◆ TASK DETAILS: Extract every line in the records below that contains the string "green", matching case exactly.
══ EXERCISE INPUT ══
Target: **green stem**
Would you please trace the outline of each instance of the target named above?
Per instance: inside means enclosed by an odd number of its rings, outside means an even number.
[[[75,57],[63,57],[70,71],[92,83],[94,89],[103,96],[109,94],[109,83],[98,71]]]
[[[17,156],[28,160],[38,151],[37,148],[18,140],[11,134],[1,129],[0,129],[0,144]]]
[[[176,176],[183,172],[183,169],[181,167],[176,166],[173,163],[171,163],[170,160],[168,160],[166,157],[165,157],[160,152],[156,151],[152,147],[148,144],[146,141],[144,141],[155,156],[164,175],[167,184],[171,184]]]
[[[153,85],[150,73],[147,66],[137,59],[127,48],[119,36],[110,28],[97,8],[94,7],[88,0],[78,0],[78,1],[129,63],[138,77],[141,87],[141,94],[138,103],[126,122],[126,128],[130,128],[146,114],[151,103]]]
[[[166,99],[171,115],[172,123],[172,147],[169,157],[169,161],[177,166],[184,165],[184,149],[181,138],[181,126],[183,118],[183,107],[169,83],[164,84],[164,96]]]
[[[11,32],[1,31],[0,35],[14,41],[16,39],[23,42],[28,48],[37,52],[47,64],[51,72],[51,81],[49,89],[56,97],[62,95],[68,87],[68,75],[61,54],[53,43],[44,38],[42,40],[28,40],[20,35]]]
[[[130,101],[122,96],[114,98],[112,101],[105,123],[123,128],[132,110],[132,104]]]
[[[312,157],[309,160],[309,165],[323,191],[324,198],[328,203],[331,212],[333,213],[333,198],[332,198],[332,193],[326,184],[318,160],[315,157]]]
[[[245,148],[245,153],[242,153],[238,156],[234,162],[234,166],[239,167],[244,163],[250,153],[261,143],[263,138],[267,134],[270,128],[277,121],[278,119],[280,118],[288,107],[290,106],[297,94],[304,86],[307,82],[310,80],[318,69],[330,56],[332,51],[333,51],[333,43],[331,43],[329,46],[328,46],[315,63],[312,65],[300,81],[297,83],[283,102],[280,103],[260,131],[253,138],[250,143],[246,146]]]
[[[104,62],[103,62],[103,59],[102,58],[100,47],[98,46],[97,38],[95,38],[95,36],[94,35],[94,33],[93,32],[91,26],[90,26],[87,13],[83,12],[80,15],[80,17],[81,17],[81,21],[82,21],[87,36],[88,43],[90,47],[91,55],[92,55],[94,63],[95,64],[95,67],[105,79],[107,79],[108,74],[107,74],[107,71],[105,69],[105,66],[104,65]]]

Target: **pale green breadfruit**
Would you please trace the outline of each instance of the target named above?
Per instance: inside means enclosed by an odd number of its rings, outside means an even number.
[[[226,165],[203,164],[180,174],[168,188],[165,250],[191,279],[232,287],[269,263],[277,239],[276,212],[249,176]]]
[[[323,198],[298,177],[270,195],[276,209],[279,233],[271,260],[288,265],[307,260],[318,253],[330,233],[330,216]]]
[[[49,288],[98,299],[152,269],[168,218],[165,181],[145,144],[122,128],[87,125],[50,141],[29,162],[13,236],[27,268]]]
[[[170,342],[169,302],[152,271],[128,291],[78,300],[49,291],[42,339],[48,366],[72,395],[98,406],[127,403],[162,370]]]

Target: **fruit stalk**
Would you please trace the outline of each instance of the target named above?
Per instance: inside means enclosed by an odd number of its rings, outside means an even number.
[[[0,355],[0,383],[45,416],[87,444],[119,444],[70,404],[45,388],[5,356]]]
═══
══ EXERCISE INPUT ══
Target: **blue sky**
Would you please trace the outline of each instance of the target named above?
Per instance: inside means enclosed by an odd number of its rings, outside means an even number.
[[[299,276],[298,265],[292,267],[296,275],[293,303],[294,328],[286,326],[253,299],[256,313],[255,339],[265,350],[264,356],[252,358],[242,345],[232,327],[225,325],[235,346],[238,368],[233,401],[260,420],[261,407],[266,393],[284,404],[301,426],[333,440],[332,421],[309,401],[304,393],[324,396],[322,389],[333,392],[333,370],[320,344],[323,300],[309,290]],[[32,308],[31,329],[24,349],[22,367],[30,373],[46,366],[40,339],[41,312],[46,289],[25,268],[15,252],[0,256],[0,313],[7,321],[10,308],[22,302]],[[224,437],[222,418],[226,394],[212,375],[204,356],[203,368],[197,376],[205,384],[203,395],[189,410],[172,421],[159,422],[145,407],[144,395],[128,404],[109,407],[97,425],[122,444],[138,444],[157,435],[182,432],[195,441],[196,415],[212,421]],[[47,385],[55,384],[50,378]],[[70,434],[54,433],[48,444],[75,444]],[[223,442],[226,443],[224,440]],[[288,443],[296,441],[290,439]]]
═══
◆ RESPONSE:
Target: **green stem**
Target: **pale green breadfruit**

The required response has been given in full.